11. Selon François Lebrun, la Révolution a usé de la vieille pratique du « dégât », destruction systématique des habitations comme avaient fait un siècle plus tôt les armées françaises dans le Palatinat.

1793 : L’Août sanglant

La période révolutionnaire fait l’objet de mémoires et d’analyses contradictoires. Le discours dominant, l’historiographie républicaine, produit évidemment un récit hagiographique de cette période, à tel point que certains de nos contemporains en viennent à considérer, consciemment ou non, que la France est née en 1789. Les épisodes les plus sanglants, les fautes, et les crimes de la Révolution étaient jusqu’à peu traités soit par euphémismes soit attribués à la seule Convention. Ainsi, la troisième république s’est-elle affirmée comme l’héritière de 1789, en rejetant l’héritage de 1793 comme si l’esprit de la première était dissociable de celui de la seconde. Si les études universitaires ont permis de prendre un recul croissant vis-à-vis des évènements révolutionnaires, la Révolution reste cependant l’objet de débats passionnels et idéologiques. Le cas de la Vendée est dans ce domaine significatif. La mémoire vendéenne dérange, fait tâche, jure avec l’enthousiasme qui entoure généralement les commémorations de la prise de la Bastille, épiphénomène devenu fête nationale… Elle reste malgré tout vivace dans les milieux catholiques et nationaux, et en Vendée même évidemment. Les soulèvements vendéens symbolisent la révolte d’un bon sens populaire, une union des ordres de la société d’Ancien Régime face à la subversion républicaine, face à l’Etat parisien, pour la défense d’un mode de vie. Malgré tout, la mémoire vendéenne parvient à égaler en excès la mémoire républicaine. En ce mois d’Août, mois au cours duquel, en 1793, la Convention a proclamé la destruction de la Vendée en rébellion face à la levée en masse de 300 000 hommes par le gouvernement révolutionnaire, il nous a paru opportun d’effectuer un retour sur ce qui apparait avoir été avant toutes choses une effroyable guerre civile dont les lignes de fractures se prolongent jusqu’à nous.
Le contexte : la Convention et sa politique de Terreur/La Vendée avant la guerre civile
Le 10 Mars 1793, la Convention décrète la levée en masse de 300 000 hommes, afin de lutter contre les armées de l’Europe coalisée contre la République française. Dès le lendemain ont lieu les premiers heurts entre les gardes nationaux et des paysans réfractaires à cette levée en masse (en Bretagne, dans les Mauges). Jusqu’ici indifférents à l’agitation parisienne, ces paysans refusent de verser leur sang, et de priver leurs communautés des bras nécessaires aux travaux des champs, pour une cause qu’ils estiment ne pas être la leur.

§ Petit exercice
Poursuivez l'extrait sur la guerre de Vendée de 1793 juste après sa dernière phrase. Les enregistrements n'entrent pas du tout en jeu ici.

§ Matériel présenté
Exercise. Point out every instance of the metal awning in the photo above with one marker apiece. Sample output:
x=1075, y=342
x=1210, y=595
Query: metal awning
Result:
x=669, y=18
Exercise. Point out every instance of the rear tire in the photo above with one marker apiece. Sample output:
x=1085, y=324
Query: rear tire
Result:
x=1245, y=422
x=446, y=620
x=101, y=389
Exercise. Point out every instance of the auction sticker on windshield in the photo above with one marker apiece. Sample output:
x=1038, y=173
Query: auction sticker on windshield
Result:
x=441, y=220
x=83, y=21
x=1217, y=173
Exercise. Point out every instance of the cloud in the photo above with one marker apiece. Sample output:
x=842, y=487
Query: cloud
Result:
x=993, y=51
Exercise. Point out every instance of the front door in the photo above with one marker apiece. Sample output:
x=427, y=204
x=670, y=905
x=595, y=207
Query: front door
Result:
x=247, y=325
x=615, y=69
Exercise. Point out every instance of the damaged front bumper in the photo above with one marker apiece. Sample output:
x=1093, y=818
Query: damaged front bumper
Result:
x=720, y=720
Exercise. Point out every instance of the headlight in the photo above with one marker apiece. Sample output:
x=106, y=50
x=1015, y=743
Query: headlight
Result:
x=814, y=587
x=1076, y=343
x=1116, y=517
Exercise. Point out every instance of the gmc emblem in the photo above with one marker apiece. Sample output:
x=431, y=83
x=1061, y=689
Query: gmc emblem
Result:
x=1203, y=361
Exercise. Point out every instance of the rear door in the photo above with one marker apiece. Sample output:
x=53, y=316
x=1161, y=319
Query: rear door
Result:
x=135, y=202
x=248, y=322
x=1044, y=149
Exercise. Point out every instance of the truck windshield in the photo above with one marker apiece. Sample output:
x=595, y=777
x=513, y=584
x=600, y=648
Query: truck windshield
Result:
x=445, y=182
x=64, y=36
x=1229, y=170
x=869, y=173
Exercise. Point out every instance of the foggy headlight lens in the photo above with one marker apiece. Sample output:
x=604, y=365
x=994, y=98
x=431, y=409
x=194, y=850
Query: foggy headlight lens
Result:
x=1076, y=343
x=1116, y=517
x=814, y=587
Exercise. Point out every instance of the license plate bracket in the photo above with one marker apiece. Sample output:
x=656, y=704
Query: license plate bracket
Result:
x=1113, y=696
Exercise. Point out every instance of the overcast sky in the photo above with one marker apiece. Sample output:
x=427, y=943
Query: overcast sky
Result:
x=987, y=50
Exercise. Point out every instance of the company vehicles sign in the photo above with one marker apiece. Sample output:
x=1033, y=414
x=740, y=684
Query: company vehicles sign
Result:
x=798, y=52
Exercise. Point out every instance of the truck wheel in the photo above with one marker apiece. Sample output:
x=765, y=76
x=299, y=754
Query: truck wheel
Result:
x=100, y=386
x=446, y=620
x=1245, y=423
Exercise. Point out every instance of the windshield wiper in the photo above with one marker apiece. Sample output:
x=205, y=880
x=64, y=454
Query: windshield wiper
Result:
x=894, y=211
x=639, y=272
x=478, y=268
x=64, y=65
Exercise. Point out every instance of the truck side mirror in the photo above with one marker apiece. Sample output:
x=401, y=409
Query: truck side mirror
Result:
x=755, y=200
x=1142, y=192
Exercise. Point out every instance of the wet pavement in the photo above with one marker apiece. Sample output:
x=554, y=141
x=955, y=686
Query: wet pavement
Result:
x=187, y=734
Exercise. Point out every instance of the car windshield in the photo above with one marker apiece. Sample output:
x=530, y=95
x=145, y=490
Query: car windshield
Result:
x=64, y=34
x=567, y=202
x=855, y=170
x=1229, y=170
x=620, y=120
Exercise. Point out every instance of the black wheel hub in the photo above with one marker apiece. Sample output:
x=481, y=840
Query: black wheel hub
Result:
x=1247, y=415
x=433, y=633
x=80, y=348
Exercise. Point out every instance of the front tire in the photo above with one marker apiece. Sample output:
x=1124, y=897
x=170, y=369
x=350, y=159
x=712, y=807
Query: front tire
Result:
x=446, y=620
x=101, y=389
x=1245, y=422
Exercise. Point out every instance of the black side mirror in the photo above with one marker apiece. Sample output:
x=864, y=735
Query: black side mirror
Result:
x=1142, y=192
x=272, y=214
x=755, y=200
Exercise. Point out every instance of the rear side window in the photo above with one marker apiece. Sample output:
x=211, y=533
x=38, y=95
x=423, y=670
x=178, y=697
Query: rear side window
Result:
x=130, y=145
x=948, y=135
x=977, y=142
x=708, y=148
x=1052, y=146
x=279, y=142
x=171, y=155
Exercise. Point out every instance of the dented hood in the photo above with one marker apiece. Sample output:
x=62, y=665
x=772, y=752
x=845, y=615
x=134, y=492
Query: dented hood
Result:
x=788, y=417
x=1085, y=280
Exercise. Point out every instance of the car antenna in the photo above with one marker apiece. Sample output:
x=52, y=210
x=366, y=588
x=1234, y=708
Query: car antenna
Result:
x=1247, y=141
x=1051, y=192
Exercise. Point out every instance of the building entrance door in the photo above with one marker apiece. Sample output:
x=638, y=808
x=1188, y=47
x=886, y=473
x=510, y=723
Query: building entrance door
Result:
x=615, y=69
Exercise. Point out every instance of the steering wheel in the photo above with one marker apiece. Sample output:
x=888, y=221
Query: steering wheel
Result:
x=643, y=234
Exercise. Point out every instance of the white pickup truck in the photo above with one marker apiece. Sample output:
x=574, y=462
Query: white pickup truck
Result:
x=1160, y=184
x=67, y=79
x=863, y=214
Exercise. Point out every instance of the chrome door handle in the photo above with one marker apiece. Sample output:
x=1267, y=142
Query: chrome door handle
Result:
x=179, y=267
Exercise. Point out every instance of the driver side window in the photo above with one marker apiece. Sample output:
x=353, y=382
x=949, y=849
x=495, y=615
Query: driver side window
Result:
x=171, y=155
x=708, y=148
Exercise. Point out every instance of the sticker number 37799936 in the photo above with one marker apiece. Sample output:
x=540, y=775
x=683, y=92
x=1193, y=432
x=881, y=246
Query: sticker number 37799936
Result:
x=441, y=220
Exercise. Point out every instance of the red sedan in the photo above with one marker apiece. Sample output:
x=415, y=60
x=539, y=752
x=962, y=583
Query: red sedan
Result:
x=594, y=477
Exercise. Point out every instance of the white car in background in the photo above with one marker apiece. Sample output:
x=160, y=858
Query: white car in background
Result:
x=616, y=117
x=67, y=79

§ Réponse rédigée
La Vendée, quant à elle encore désignée sous le nom de « Bas Poitou » est une terre à part. Les paysans s’y caractérisent en effet par une religiosité pieuse et observant strictement le dogme catholique. Cette religiosité est héritée des disciples du père Louis-Marie Grignion de Monfort (mort en 1716), qui ont donné un nouvel élan aux pratiques religieuses dans ces régions quand celles-ci régressaient dans une bonne partie de la France.
Ce sont ces mêmes paysans, agités suite à l’exécution du roi Louis XVI et aux mesures antireligieuses des révolutionnaires parisiens, qui s’en prennent, le 10 mars 1793, jour de la levée en masse, aux autorités municipales. Ce soulèvement spontané couvre toute la zone du sud de la Loire qui sera connue par la suite comme la « Vendée militaire ». Le lendemain, le 11 mars, les insurgés marchent sur Machecoul, le plus gros bourg de l’endroit, où se trouvent la garde nationale et la commission de recrutement. Une altercation se produit à l’entrée de Machecoul : la foule, armée de fourches fait face à plusieurs centaines de gendarmes et de gardes nationaux. Ces derniers reculent malgré tout et refluent dans l’intérieur du bourg poursuivis par la foule. Plusieurs sont massacrés avec quelques bourgeois républicains notoires et un curé jureur (c’est-à-dire ayant approuvé la constitution civile du clergé).
Le 12 mars, les autorités nantaises exigent que les coupables se rendent. Les insurgés constituent un Comité royal et proclament : « Le peuple du Pays de Retz […] déclare […] qu’il ne reconnaît et ne reconnaîtra jamais que le Roy de France pour son seul et légitime souverain [...] qu’il ne reconnaît plus la prétendue Convention nationale, ni les départements, ni les districts» (1).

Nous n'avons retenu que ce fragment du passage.